_Texte_.
────────────────────────────────────────

En effet, nombre de dysfonctionnements constatés dans l’administration publique reflètent l’image de la hiérarchie. Gestion opaque du bien public, amalgame avec la propriété privée, politisation à outrance de la fonction publique, entorse aux règles d’éthique, incertitude dans la carrière professionnelle, nominations fantaisistes sur fonds de récompense partisane et politique incluant le recyclage des politiques transhumants aux hautes sphères de l’état à l’effet d’affaiblir les adversaires politiques, l’immixtion des dignitaires du pouvoir et de l’exécutif dans les affaires judiciaires, le glissement de mandat d’institution républicaine à but politicien,  l’étouffement de l’expression des libertés publiques des citoyens notamment le droit de manifestation et syndical sont entre autres érigés en ligne de conduite dans l’administration publique guinéenne.

Ou encore le non-respect des règles de passation des marchés publics, la contreperformance du système éducatif avec son corollaire d’échecs massifs aux examens scolaires, l’insalubrité grandissante dans la capitale et d’autres villes de l’intérieur, faute d’une politique durable d’assainissement, les difficultés de mobilité urbaine et interurbaine liées à la fois à la dégradation des réseaux routiers nationaux et à l’absence d’une politique d’urbanisation adéquate, ainsi que l’insécurité galopante et flagrante constituent un lot du quotidien national.

De même, la création et le maintien des structures de gouvernance parallèles et budgétivores (ministres conseillers à la présidence), l’utilisation des ressources de l’Etat aux fins politiques en vue de la consolidation du pouvoir central et puis les manœuvres de division communautaire sont quelques caractéristiques de la gouvernance actuelle.

────────────────────────────────────────

_Consigne_. D'après le texte sur l'administration publique guinéenne, à quoi tiennent les difficultés de mobilité urbaine et interurbaine ? Le matériel qui suit n'a aucun rapport avec le texte.

────────────────────────────────────────

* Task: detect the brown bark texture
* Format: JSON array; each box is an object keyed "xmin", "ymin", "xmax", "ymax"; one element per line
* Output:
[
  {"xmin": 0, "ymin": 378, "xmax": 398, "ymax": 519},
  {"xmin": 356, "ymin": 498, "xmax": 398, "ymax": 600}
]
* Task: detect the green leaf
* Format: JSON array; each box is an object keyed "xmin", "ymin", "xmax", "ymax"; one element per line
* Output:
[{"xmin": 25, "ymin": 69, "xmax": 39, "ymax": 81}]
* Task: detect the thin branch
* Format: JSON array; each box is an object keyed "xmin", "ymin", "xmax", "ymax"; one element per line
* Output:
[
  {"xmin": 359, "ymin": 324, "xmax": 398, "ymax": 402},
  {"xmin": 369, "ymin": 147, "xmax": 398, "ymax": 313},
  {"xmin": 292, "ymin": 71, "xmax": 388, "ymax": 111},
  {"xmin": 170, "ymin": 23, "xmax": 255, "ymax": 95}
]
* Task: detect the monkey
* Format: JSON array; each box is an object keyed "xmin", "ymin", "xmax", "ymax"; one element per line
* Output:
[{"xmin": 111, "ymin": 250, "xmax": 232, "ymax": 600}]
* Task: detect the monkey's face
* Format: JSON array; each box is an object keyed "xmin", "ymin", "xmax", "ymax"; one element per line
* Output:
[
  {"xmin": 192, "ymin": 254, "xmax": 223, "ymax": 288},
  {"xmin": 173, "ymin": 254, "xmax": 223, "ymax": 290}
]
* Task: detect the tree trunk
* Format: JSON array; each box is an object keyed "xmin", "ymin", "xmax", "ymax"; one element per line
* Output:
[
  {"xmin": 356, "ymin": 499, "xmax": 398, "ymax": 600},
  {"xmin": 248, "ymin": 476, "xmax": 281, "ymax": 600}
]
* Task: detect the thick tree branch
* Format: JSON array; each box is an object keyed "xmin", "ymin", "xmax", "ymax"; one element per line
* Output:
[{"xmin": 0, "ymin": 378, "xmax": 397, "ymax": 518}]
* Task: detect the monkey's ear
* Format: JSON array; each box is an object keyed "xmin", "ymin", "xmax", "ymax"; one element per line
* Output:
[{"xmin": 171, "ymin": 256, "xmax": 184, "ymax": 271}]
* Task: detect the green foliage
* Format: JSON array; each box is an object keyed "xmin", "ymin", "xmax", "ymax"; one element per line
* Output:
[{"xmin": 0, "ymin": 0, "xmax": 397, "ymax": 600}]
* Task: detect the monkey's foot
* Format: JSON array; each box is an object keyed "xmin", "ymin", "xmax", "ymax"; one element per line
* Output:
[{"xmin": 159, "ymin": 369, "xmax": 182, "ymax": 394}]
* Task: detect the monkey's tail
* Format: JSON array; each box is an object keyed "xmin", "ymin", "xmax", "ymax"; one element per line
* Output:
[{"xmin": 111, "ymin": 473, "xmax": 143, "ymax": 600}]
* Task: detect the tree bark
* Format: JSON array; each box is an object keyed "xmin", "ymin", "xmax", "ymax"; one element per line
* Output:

────────────────────────────────────────

_Réponse complète_. Elles tiennent à la dégradation des réseaux routiers nationaux et à l'absence d'une politique d'urbanisation adéquate.